*** Begin section ***

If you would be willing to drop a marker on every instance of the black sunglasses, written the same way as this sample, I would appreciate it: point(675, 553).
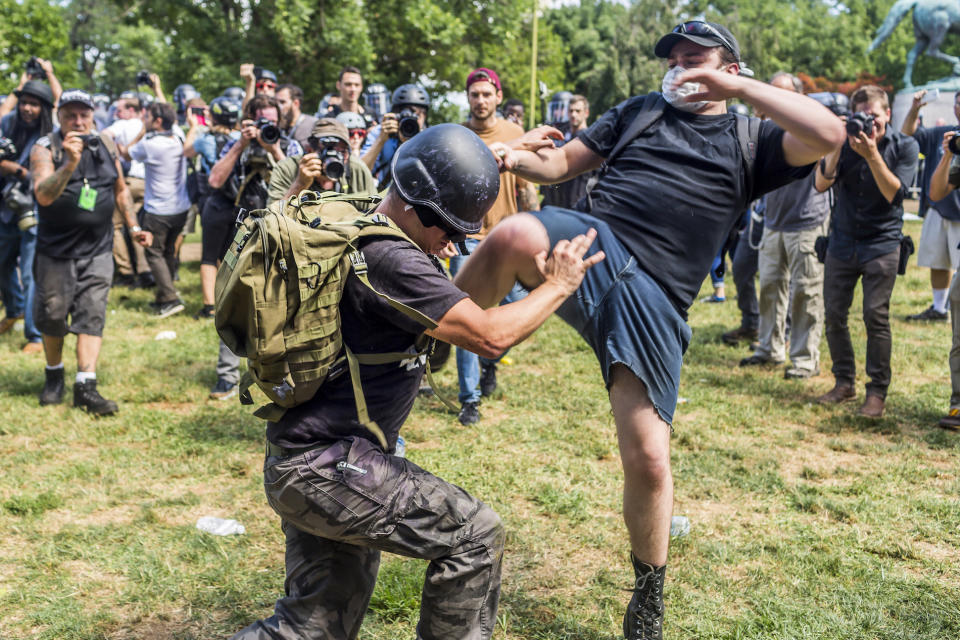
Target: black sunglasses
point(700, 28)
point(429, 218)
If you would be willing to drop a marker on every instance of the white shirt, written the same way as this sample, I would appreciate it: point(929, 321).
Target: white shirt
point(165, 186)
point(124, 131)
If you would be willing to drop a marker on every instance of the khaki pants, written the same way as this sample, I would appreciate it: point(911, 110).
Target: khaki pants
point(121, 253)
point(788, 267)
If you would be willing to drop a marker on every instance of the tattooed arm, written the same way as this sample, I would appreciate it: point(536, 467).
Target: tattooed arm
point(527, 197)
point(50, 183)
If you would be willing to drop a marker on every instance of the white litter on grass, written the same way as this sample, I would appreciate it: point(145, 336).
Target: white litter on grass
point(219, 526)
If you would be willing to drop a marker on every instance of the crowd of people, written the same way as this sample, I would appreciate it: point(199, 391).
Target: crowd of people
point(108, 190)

*** End section ***
*** Begin section ***

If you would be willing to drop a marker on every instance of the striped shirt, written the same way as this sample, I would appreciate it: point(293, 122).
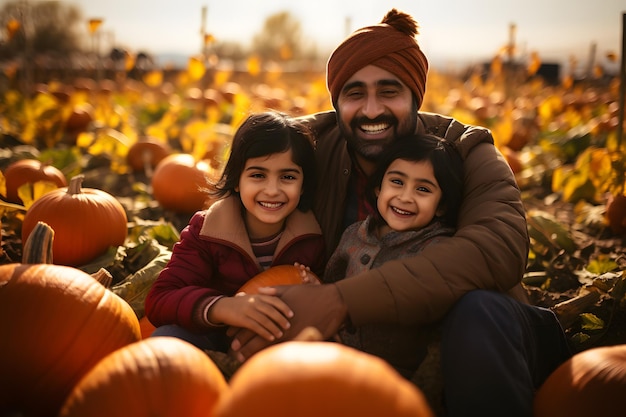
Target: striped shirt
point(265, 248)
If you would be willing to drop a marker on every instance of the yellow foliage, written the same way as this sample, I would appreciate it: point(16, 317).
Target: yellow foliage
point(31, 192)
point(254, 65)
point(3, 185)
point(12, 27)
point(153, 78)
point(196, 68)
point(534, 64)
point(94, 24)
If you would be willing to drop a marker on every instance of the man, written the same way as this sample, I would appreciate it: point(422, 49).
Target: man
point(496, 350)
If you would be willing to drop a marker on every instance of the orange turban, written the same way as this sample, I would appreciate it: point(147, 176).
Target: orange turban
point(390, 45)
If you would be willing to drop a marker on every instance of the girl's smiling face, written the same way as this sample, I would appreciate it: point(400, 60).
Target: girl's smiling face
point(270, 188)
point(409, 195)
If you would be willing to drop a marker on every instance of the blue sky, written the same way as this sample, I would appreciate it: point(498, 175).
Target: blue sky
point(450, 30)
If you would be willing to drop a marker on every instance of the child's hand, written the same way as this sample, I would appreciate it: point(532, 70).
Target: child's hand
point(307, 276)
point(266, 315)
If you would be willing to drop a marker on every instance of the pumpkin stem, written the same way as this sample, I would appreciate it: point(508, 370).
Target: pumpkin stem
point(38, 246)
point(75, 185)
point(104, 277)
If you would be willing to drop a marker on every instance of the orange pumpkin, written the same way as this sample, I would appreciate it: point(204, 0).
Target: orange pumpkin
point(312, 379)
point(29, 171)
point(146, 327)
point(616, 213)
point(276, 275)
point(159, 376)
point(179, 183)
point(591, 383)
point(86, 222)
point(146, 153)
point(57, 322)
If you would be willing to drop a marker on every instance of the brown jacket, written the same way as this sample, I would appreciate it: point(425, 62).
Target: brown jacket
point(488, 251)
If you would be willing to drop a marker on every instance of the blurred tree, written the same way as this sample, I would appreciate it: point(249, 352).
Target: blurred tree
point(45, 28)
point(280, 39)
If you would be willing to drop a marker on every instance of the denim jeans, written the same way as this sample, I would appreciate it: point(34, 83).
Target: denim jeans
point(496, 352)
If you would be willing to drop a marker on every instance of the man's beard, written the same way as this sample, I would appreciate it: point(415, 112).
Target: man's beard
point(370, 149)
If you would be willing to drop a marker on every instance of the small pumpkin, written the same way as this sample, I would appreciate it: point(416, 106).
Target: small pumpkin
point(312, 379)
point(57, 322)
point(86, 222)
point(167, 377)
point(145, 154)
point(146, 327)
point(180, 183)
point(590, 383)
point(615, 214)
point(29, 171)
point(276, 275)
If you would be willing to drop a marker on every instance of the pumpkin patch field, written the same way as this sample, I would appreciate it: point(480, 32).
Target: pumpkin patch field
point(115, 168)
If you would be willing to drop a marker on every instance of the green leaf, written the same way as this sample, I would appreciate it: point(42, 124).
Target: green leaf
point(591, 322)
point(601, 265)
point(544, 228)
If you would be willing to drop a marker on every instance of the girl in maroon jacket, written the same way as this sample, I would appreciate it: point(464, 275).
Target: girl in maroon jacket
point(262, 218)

*** End section ***
*** Begin section ***

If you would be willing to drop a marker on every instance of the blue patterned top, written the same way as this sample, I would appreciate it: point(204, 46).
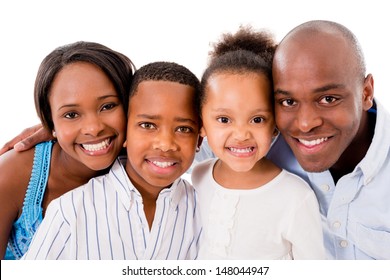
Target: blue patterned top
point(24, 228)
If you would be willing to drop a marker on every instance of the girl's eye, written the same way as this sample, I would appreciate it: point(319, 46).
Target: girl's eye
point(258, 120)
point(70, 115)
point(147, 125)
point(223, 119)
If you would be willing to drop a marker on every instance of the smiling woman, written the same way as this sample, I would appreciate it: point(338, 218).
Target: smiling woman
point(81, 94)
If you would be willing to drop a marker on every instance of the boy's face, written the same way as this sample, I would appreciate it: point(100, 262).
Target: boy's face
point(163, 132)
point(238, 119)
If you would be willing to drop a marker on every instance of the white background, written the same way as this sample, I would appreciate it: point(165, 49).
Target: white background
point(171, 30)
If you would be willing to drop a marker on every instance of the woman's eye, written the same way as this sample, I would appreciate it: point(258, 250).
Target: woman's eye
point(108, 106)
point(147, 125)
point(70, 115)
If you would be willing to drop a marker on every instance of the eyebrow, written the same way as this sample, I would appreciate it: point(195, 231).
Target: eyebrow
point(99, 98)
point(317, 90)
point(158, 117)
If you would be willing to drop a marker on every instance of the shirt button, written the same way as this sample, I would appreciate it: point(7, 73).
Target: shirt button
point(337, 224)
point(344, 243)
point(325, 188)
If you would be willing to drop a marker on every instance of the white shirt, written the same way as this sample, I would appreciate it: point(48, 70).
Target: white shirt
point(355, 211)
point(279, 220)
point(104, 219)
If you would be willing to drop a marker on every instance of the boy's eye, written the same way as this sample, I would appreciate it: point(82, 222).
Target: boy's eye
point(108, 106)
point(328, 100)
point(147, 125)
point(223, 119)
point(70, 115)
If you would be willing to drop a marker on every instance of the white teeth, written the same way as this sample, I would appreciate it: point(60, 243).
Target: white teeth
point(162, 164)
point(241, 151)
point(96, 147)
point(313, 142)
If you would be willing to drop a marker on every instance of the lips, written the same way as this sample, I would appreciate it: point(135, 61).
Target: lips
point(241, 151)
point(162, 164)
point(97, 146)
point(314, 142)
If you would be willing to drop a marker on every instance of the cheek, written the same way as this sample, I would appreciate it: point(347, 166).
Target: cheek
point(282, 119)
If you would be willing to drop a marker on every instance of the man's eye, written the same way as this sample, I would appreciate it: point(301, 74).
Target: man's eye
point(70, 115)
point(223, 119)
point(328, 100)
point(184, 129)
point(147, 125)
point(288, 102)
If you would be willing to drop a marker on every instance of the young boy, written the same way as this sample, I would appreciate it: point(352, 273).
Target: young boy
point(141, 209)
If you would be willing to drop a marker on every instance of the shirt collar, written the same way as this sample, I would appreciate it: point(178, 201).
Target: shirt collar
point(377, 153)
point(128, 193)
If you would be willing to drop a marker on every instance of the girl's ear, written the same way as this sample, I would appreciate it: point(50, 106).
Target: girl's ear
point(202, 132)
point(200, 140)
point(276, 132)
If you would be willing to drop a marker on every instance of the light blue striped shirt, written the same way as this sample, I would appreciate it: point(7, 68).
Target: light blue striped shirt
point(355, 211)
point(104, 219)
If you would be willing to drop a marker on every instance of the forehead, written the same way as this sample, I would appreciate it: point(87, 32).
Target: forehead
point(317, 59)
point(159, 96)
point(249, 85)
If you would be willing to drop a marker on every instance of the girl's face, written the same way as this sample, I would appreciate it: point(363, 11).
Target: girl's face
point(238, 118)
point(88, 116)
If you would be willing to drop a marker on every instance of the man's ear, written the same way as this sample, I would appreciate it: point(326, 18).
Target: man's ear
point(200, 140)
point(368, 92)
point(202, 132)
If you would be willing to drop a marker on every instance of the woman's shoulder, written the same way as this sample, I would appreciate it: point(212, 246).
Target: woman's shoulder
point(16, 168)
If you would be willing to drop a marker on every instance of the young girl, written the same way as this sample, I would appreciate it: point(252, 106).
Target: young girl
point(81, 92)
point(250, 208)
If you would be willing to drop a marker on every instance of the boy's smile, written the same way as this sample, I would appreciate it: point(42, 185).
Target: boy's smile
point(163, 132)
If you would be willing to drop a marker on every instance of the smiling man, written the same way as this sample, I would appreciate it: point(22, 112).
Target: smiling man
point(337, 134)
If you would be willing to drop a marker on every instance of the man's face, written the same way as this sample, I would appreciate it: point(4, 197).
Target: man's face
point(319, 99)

*** End section ***

▶ The problem:
Here the job is to set down exactly the lines of the material above that fall between the one with "Target: blue sky" and the one with "it: point(204, 0).", inclusive, and nothing beyond them.

▶ Result below:
Target: blue sky
point(450, 30)
If you would be willing to drop a marker on every instance of the child's hand, written the same way as this sample, I would appreciate it: point(532, 70).
Target: child's hand
point(307, 276)
point(266, 315)
If you would be willing to drop a marker on every instance of the pumpkin stem, written the same way as this sample, I would appreciate it: point(508, 370).
Target: pumpkin stem
point(38, 246)
point(75, 185)
point(104, 277)
If you would be willing to drop a marker on every instance of the orange pumpkin, written the same way as this sample, I would appreciate it: point(204, 0).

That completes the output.